──────── EXERCISE INPUT
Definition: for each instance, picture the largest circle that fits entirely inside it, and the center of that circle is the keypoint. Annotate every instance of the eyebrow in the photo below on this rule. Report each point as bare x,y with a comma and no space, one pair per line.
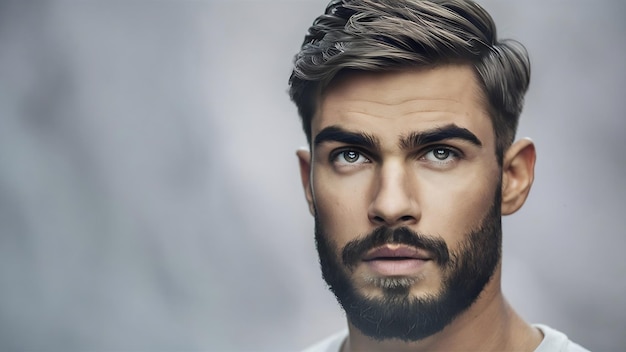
451,131
338,134
411,141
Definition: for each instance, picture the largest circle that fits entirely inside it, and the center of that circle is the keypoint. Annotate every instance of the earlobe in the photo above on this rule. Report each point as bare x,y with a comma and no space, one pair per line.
518,173
304,158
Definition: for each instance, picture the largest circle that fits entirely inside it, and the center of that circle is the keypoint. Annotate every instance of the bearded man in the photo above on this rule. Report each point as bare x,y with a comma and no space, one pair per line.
410,110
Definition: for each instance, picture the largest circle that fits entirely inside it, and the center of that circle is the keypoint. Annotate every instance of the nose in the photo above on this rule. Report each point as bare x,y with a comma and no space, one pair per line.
394,202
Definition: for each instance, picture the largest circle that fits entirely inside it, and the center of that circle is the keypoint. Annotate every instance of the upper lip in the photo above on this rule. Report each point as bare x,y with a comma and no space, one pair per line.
396,251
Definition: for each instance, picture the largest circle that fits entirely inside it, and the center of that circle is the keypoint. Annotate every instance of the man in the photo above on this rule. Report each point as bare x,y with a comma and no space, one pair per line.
410,109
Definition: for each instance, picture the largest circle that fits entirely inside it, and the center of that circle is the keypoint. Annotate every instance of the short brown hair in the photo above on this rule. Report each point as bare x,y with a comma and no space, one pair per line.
384,35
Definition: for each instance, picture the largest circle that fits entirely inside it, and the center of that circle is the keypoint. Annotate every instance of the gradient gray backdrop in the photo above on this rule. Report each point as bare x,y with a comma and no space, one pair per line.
149,192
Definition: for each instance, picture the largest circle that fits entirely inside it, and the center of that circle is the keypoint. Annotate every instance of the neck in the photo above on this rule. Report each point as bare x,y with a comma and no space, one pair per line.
490,324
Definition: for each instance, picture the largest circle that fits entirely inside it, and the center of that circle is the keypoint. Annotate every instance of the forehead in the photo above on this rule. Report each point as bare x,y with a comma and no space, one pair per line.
401,102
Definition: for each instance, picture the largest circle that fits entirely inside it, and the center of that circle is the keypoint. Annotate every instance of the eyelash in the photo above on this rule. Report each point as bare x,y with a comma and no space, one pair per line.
337,153
454,155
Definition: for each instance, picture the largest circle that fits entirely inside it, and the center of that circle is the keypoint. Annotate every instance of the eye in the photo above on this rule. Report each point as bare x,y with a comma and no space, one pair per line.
349,157
441,155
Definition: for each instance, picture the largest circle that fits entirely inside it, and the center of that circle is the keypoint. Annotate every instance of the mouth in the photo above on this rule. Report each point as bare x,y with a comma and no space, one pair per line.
396,260
396,252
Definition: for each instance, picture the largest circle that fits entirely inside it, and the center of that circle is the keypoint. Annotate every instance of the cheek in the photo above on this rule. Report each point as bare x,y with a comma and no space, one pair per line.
341,208
452,208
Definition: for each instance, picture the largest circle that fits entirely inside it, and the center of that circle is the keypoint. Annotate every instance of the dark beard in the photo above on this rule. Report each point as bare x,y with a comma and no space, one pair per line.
397,315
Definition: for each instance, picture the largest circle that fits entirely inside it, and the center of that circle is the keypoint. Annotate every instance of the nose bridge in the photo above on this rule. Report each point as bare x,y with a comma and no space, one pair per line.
394,199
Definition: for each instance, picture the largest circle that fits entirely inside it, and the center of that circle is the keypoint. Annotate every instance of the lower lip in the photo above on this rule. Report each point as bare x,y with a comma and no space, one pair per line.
404,267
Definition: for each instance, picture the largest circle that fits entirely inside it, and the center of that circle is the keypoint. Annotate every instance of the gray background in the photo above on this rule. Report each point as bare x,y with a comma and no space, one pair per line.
149,192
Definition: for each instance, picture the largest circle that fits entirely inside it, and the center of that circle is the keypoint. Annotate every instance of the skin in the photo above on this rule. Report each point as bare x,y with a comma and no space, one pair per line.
398,185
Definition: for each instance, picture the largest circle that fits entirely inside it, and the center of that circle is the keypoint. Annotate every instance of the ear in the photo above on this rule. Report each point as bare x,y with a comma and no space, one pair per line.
304,158
518,173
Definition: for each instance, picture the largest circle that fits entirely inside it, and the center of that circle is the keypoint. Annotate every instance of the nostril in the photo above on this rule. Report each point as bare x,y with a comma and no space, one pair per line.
379,220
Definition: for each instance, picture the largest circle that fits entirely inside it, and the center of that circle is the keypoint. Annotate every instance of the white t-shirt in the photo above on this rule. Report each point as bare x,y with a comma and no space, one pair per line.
553,341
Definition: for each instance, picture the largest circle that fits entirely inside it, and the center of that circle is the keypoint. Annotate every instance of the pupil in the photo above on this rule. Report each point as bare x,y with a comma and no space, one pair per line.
351,156
441,154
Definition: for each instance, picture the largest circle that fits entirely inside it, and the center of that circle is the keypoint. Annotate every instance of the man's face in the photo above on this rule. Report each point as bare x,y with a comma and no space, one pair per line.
405,188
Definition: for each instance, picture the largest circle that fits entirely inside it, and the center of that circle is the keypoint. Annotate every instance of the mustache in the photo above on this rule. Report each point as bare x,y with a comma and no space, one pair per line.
355,250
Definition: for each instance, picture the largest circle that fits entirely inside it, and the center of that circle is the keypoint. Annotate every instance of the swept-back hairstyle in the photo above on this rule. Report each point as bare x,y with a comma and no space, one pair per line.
385,35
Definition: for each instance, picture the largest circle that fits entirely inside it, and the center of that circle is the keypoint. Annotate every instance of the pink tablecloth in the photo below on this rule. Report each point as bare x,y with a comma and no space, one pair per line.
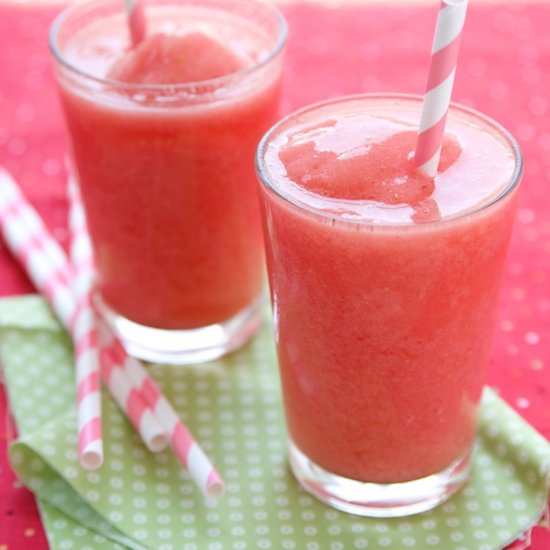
504,71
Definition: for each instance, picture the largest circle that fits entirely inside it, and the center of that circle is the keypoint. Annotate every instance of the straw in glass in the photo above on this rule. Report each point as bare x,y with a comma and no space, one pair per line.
437,98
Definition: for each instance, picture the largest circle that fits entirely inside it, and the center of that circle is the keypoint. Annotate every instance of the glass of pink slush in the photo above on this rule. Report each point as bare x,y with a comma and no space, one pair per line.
384,288
163,137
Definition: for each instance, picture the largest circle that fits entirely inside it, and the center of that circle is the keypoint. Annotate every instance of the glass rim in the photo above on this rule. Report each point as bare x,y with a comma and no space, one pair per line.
268,182
75,9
────────────────
EXERCISE – Please, without any pictures, print each entry exactly.

THE COMPLETED TASK –
Definition: for each instance, picture the largest circle that fits entirely inside it, and the center of that circle is the keypoint. Annotate every instance of the eyebrow in the photo below on this rule. Report each point as bare x,y with a comma and no space, one pair per line.
451,131
338,134
411,141
Definition: for each instance, picture the largest circle that fits entirely inside it, and the center of that circle is the keypoint. Annotate every instance of the earlobe in the photo above on this rule. Report each point as bare x,y with a comma and no space, one pair per line.
518,173
304,158
Definition: for each instance, picture the largest circle that fits entirely inside it, and the center of that circle is the keypoint. Annotate every instance of the bearded man in the photo above on this rule. Report each point as bare x,y with a comma and no space, one pair per line.
410,110
Definition: for each instance, picture the largest circle that fits entirely inside it, and the center of that circle is the keypoint. Annotate every instance of the nose in the photo above on this rule. Report each point as bare x,y with a comma and no space, one pair per line.
394,202
Definition: for each instance, picture the largest circle that fits entirely inside it, and the center of that circle is the keypoint. Annotate every instance of the upper lip in the photo above on this rule. Report each point as bare x,y with a comma and no space, one pair per line.
396,251
Definition: for each instance, picture the largest circle that fits entirely inside it, and the center of that circle is the keypoint. Annotate every instance of the man in the photo above on this rule. Report each point as bare x,y with a comma and no space, one pair per line.
410,109
Definition: for each instance, picture the largest circle that fits entirely inside it, and the center of that circle is the keypoint. Annotate every instance of the short brown hair in the photo above on this rule. Report each point as bare x,y with a comma and no space, one pair per line.
384,35
Definition: for each instance, picture the largest circle that fits entirely inside it, and the center of that circle is the keypoint. Annotate every instance of the gradient gray backdrop in the photo above on this rule. Report each point as bare x,y with a comma and no space, one pair per line.
149,192
Definition: for each instance, picture the largest circle that fits entirely inside it, and the center of that circle is the keypoint. Annotate every instance of the neck in the photo above on this rule. Report each point as bare x,y with a comma and no space, one pair per line.
490,324
Definition: for each instance, picture the largest circle that fits entirely inside it, and the center of that circle is the keypoint. Annotate every instance of the forehead in the photo above on this rule. Report each point as bare x,y with a comma and no space, one pair per line.
401,102
Definition: for each instance, picture the largest circle that fits entirely inside it, and the center of that circle is the keypoint. Annotate every instance of the eyelash in the photo above on this rule. Report each point as bare x,y with a comma and no space, one pair per line.
337,153
454,155
Definition: for each instance, picture the largest circle that fits entirely inside it, and the center of that circle is the keypoint. Annotate every instance of the eye in the photo above on this rule. Report each point as bare x,y with a comma and no space, one pair per line.
349,157
441,155
Definition: for each instance, picture the largest circle that fits entirely inside it, and the center of that circle is the keypoint. Annotate every instance of the mouth in the photo above on this rule. Report each point as bare x,y with a comma and no space, one pair per line.
396,260
396,252
Definition: for each instance, picture the largest circle that fits entirely inside it, and the center of that circle is the keypoint. Annotate every instance of the cheek in the photo above on this rule. Report each point as bare x,y with a comma and no space, one pair per line.
341,208
452,208
Definition: for each instance, picture the largest circle that fits entirely inside it, and the center of that circle is the keypoint. Annotate every instance of the dark beard in the photo above on this rule. Report each point as bare x,y with a comma and no space, one pair per line.
397,315
Definition: for each instance, picture the largest circle that fits entirely inside it, and the center of that circle is the keypoint. Annotate every instance of the nose bridge in the photo above on this rule. Report each point as bare x,y with a comma and no space, one pair per line.
394,199
Definition: for each instance, picture the largest circle that fits entirely inside it, and the center of that circle is the keypoint. Annotate every instance of the lower lip in the photo above on this rule. Report each point as bare x,y with a comma and no space, one pair per line.
404,267
Definition: for each instance, picture the largest circle that fits entirely inside it, and the center of that circle is the keypoint. Annotate every instance of the gray background in the photo above on this rule. Report each point as bare x,y with a comma and no space, one pair per line.
149,192
Definition: for each instance, picture the largest circle that fits entirely inside it, and the center of that circle is the keypoint. Annotate every instance of the skin in the photo above on this rule. Report each point as bare x,y with a comma and no space, one pair per line.
398,185
Definition: for each instance, picture the largest circle that fits entirely inside it, and the center of that circle is the keypoint. Annotate every instance of the ear in the photo above on this rule. Report each point as bare x,y with a comma and no space, one pair per line.
304,158
518,173
Definition: for each instance, picture the largest circle that fits entirely inside it, and the center of that circle is the keypoint. Annotate every instance of the nostril in the photo above on this rule. Report each point as bare x,y with a comma and no space, one pair per line.
379,220
Definition: for each instance, picture the largest circle that fits entirely inside it, and the center of that circle is the keypoint. Annotate every instance of the white t-shirt in the photo above on this rule. Report each point as bare x,y with a comma and no space, one pair per line.
553,341
Definition: for each instance, picture the largest circle that fits entirely inside it, and the center of that circle is the keypoint. Annotate every instance of the pupil in the photo above on this rule. Report each point as bare x,y with a comma and no space, one pair per line.
351,156
441,154
Definition: for each instance, picture the largest circle that fits entirely inside it, and the center of that circle is the keypoint. Annotate every instance of the man's face in the photo above on this rule. Report each point as bare x,y with a comma and no space, one pair per line.
405,188
Definition: for each instance, picture the largest circle that fits entirely inside it, and the center of that circle is the keypoint. Annotate every instance of the mustache in the photo above on this rule. Report each point as bare x,y with a comma and no space, one pair per line.
355,250
Definition: for each instance, picture the largest circle that fits entirely inside it, and the center of that circle is the keypoint. Annotate every instance of the swept-back hairstyle in the photo above on this rule. Report each point as bare x,y with a comma and no space, one pair per line.
385,35
Definition: for each instance, picture the largest circle that fits entirely inside it, and the center of that circle is the keypoint. Annotate every instance of the pink tablecloth in the photo below on this rule. Report each point as bare x,y with a comma and no space, one pair per line.
504,71
Definition: for each instance, picture the largest circle that fits entirely inside it, and the center of that circle is the keypoint. Annotate every instance of the straw in glass in the photo above on this rule. Report each point as bare x,y with a comma and no space, one pair per line.
437,98
Definition: for each instance, picture the largest circle that fits entirely inside it, and the center of that circle is the keypoint. Annotate every instance of the glass of pink slush in the photo above on this rule. Report each point as bare x,y with a comma and no space, one pair per line.
384,288
163,137
Definition: for each instance, picture the largest circle that fits entirely inside it, and the center of that circle is the keypoint. Annotate every instance of the glass rim in the photo above on this rule. Report each point as bare x,y with a comma and no space, one pair per line.
268,182
75,9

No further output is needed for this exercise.